What is asked >> Rewrite the entries below as a numbered list, omitting any blank lines.
— START Extracted information —
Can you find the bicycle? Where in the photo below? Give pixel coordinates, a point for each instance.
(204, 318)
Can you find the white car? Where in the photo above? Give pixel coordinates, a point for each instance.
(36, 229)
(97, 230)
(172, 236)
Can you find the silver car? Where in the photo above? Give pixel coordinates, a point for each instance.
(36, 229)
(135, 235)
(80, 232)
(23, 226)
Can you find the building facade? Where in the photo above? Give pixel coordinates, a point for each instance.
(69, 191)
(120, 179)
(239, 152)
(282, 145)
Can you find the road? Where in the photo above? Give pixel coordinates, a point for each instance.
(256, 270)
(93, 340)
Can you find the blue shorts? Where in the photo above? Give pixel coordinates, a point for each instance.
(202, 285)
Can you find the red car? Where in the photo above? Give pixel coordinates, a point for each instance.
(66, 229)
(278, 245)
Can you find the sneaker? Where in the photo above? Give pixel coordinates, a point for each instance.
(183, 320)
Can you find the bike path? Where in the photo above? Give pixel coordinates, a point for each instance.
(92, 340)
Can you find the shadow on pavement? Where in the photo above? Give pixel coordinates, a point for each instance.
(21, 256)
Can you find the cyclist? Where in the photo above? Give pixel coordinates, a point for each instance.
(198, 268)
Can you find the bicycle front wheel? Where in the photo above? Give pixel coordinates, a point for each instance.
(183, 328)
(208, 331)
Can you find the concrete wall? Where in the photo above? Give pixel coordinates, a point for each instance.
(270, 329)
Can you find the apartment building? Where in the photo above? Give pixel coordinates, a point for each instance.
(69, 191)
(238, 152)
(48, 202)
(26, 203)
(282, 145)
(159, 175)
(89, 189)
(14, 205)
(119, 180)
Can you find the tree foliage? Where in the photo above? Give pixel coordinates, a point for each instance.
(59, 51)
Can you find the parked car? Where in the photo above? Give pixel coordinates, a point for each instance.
— END Extracted information —
Correct output >>
1. Can you find the bicycle? Where in the photo below? Give pixel coordinates, a point for each instance.
2. (204, 318)
3. Can you find the white car? Where in the photo above? Give pixel coordinates, a point for each instance.
4. (36, 229)
5. (97, 230)
6. (172, 236)
7. Can you find the silver car? Where in the photo above? Give pixel coordinates, a point for each instance.
8. (36, 229)
9. (135, 235)
10. (80, 232)
11. (23, 226)
12. Can you find the building facade? Where in the photo above? Give pixel coordinates, a point for each instance.
13. (69, 191)
14. (120, 179)
15. (239, 152)
16. (282, 145)
17. Can you find the road? Where in the photo above? Give pixel coordinates, a point for each instance.
18. (256, 270)
19. (93, 340)
20. Can you find the blue shorts? Where in the photo above? Give pixel coordinates, a point for each instance.
21. (202, 285)
22. Can you find the red car? Where in the photo above? Give pixel coordinates, a point for each instance.
23. (66, 229)
24. (278, 245)
25. Can you find the sneaker? Where in the photo above? Give pixel coordinates, a point for each instance.
26. (183, 320)
27. Can you find the bike path? Where in the photo above? Give pixel coordinates, a point for each instance.
28. (92, 340)
29. Can you find the shadow on pavement? Where in the photo above? Give pixel coordinates, a point for each instance.
30. (21, 256)
31. Can you find the cyclist? Where in the photo above? Give pixel coordinates, a point for each instance.
32. (198, 268)
33. Can you find the bicycle front wheel? Where in the photo above? Give pixel coordinates, a point for each instance.
34. (183, 328)
35. (208, 331)
36. Can you find the concrete wall? Where in the photo above? Give pixel coordinates, a point for each instance.
37. (270, 329)
38. Can you find the apartment building? Where in the photo above? Give pixel coordinates, a point for each instance.
39. (69, 191)
40. (238, 152)
41. (48, 202)
42. (26, 203)
43. (282, 145)
44. (159, 175)
45. (89, 189)
46. (14, 205)
47. (119, 180)
48. Can you find the tree foliage? Where in the photo above? Give pixel coordinates, a point for each instance.
49. (59, 51)
50. Can you find the parked car? Where in the photo above? Give pixel coordinates, a point for each instance.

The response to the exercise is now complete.